**Instructions for the task**
Repeat every record below, word for word.
------------------------------
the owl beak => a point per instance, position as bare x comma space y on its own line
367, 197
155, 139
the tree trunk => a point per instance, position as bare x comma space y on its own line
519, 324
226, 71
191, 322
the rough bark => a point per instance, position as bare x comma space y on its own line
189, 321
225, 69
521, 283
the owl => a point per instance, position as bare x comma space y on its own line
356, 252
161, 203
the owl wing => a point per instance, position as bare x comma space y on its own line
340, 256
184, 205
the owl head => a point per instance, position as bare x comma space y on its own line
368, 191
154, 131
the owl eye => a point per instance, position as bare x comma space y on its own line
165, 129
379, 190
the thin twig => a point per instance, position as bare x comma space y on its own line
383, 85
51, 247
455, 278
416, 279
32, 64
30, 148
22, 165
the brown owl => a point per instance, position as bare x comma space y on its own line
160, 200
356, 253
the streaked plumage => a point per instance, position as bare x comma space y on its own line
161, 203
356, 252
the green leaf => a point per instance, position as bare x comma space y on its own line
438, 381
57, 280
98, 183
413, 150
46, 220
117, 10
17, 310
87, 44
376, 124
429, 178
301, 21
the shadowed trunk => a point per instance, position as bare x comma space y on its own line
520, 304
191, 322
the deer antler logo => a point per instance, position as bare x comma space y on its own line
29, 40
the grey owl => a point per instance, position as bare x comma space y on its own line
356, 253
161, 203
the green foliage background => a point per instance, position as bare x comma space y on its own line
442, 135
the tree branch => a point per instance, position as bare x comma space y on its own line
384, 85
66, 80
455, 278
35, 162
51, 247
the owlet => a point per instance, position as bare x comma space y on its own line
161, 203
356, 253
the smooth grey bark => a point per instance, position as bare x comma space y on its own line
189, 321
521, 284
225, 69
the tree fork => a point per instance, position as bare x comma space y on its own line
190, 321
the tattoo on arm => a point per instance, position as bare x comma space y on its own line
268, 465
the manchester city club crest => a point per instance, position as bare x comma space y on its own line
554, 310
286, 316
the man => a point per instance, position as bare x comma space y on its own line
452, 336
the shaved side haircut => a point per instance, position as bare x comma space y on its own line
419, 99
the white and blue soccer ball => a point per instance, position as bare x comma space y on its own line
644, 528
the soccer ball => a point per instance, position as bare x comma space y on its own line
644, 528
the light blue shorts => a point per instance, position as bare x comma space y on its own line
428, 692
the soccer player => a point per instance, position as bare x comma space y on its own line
------------------------------
**Reply to the exercise**
the owl beak => a point per instance, position as bare x comma space y on its own line
367, 197
155, 139
the tree trunk => a point per instance, position as bare x comma space y on its own line
519, 324
226, 71
191, 322
the rough bark => a point per instance, position as bare x comma space y on its own line
189, 321
225, 69
521, 283
the owl => a point per instance, position as bare x comma space y on its own line
356, 252
161, 203
the owl wing => a point per instance, position as bare x comma space y on its own line
340, 256
184, 205
the owl head => a point per instance, position as bare x comma space y on its own line
368, 191
154, 131
the owl eye => a point per instance, position as bare x comma space y on its own line
165, 129
379, 190
the thin twig => a point per instance, position as bare x comma space y on its own line
383, 85
51, 247
455, 278
416, 279
32, 64
30, 148
22, 165
the brown owl => a point per instance, position as bare x comma space y on its own line
160, 200
356, 253
the streaked plumage => a point per instance, position as bare x comma space y on its own line
161, 203
356, 252
the green leaf => a point per instance, position as bare x comma space y on its own line
438, 381
57, 280
98, 183
413, 150
46, 220
117, 10
17, 310
87, 44
376, 124
429, 178
301, 21
the shadowed trunk => a point per instance, position as bare x comma space y on its own line
520, 304
191, 322
the deer antler logo => a point per instance, position as bare x comma space y on its own line
29, 40
the grey owl => a point per instance, position as bare x comma space y on its own line
356, 253
161, 203
the green foliage background => a point per instance, position as bare x comma space y on its own line
442, 135
the tree branch => a point per instance, position as bare x comma space y on its own line
384, 85
66, 80
455, 278
35, 162
51, 247
the owlet => a point per instance, position as bare x comma space y on its own line
161, 203
356, 253
the smooth grey bark => a point per instance, position as bare x comma space y on its own line
189, 321
521, 284
225, 69
the tree fork => a point per instance, position as bare x comma space y on its own line
190, 321
the tattoo on arm => a point per instance, position as bare x comma space y on its own line
268, 465
the manchester city club crest => a point per instance, position as bare x comma space y on its own line
554, 310
286, 316
the man => a point per instance, position as bare x comma space y on its own line
452, 336
the shaved side haircut => a point per instance, position as bare x comma space y on its own line
419, 99
the white and blue soccer ball => a point per instance, position as bare x comma space y on its own line
644, 528
the soccer ball => a point per instance, position as bare x comma space y on its own line
644, 528
the light blue shorts => a point per instance, position as bare x comma space y on its own line
428, 692
the soccer player => a point per instance, position as bare x comma space y on its own line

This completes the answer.